◆ Set of tasks
a. Reproduce the text of the MOU passage from "The MOU and" to "writes the detail.".
b. Answer these questions from the passage on the MOU and the 60-day window:
(i) In what country is the document being signed on Friday?
(ii) What does the passage say the MOU sets?
(iii) On what program did Hegseth confirm the US aim for the highly enriched stockpile?
c. Carry the passage on the MOU and its 60-day implementation window forward, starting after its final sentence.

◆ Passage shown
- Opening Delimiter -

The MOU and the 60-day implementation window
The document being signed on Friday in Switzerland is a memorandum of understanding, not the final treaty. It locks in the architecture Trump declared complete, but the signing kicks off a 60 day window of intensive negotiations to convert the MOU into a permanent comprehensive peace deal.
During those 60 days the operational mechanisms get built: the IAEA inspection protocols, the uranium downblending mechanism, the asset release schedule, the timing of any sanctions waiver, the Hezbollah pullback verification process, and the reconstruction and development plan that Washington and its regional allies will negotiate with Tehran. The MOU sets the framework. The 60 day window writes the detail.
Iran maintains a nuclear status quo during the window. No new enrichment, no facility expansion, no new centrifuges, no acquisition or production of nuclear weapons. The dismantling mechanism is agreed to be worked out across the 60 days, with the US driving toward final destruction or dilution of the highly enriched stockpile as Hegseth confirmed on Face the Nation.

- Closing Delimiter -

◆ Entries provided
- Opening Delimiter -

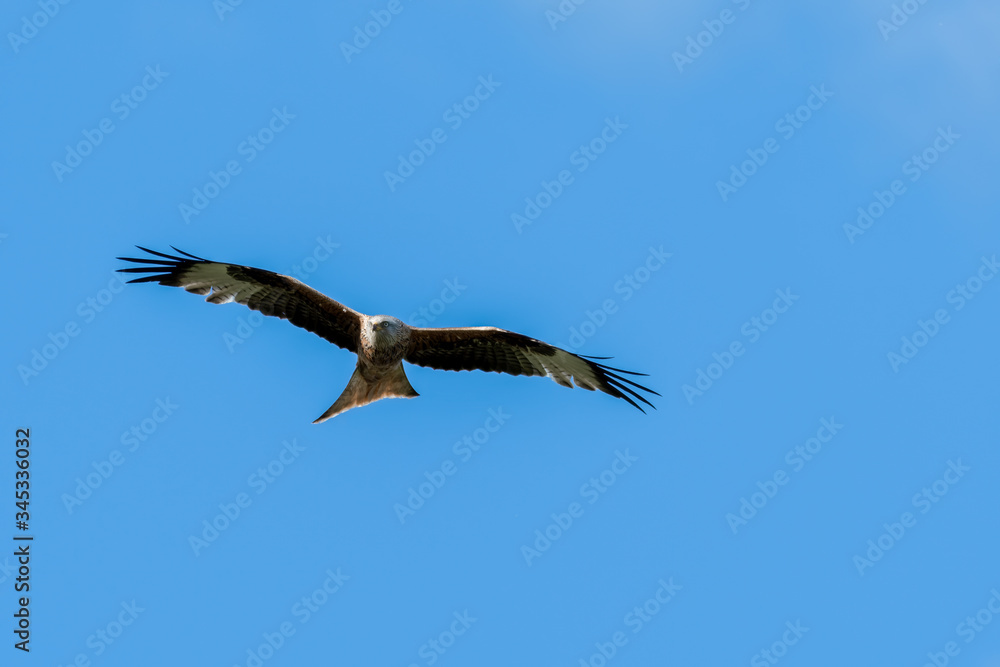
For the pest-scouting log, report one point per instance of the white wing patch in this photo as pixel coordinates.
(565, 368)
(213, 280)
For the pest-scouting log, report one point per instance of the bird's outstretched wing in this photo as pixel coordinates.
(270, 293)
(500, 351)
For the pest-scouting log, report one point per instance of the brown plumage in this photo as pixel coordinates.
(381, 342)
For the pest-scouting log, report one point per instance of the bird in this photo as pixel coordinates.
(382, 342)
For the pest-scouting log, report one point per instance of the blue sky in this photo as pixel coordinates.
(785, 215)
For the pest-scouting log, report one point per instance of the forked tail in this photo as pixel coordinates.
(359, 391)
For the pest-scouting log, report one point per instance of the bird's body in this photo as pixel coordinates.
(381, 342)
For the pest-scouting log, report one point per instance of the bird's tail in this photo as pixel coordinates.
(359, 391)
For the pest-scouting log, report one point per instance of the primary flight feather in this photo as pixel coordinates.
(381, 342)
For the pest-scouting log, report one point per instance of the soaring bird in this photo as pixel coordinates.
(381, 342)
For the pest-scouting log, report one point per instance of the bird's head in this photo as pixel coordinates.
(384, 328)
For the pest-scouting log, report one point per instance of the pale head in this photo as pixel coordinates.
(384, 329)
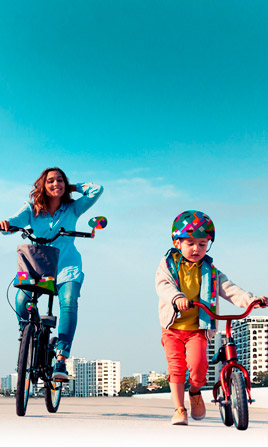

- Closing Delimiter -

◆ Answers to this exercise
a.
The MOU and the 60-day implementation window
The document being signed on Friday in Switzerland is a memorandum of understanding, not the final treaty. It locks in the architecture Trump declared complete, but the signing kicks off a 60 day window of intensive negotiations to convert the MOU into a permanent comprehensive peace deal.
During those 60 days the operational mechanisms get built: the IAEA inspection protocols, the uranium downblending mechanism, the asset release schedule, the timing of any sanctions waiver, the Hezbollah pullback verification process, and the reconstruction and development plan that Washington and its regional allies will negotiate with Tehran. The MOU sets the framework. The 60 day window writes the detail.

b.
(i) Switzerland
(ii) The framework
(iii) Face the Nation

c.
This isn't a delay or a soft signing. The architecture is locked on Friday. The mechanics get built in the 60 days that follow, with any breach by Iran during that window triggering the reversal clauses, the blockade returning and the military option remaining in place.
That's why earlier reporting from late May, including the New York Times $300 billion reconstruction figure, doesn't carry into the current MOU. Iran suspended those talks on 1 June, the draft collapsed, the US struck Iran on 8 to 10 June, and the document now being signed is a different agreement. Reconstruction in the current MOU is a 60 day negotiation, not a locked figure.
Tehran appears to confirm, the IRGC hedges on the strait
Iran's deputy foreign minister told Tasnim news agency that the immediate and permanent end to the war and military operations on all fronts, including Lebanon, would be announced from tonight. The IRGC linked Fars news agency added a wrinkle, reporting that marine traffic through Hormuz would resume only after the formal signing on Friday, with the period before the ceremony reserved for mine removal. Trump later confirmed the same timing in a follow up post, saying the channel would open "upon the signing of the Deal on Friday, for purposes of mine removal".
The two messages don't contradict the deal, but they show how each side will frame what happens next. Tehran wants days, not minutes, to manage the optics of opening a waterway it spent four months declaring closed.
Hegseth: "it's a matter of when"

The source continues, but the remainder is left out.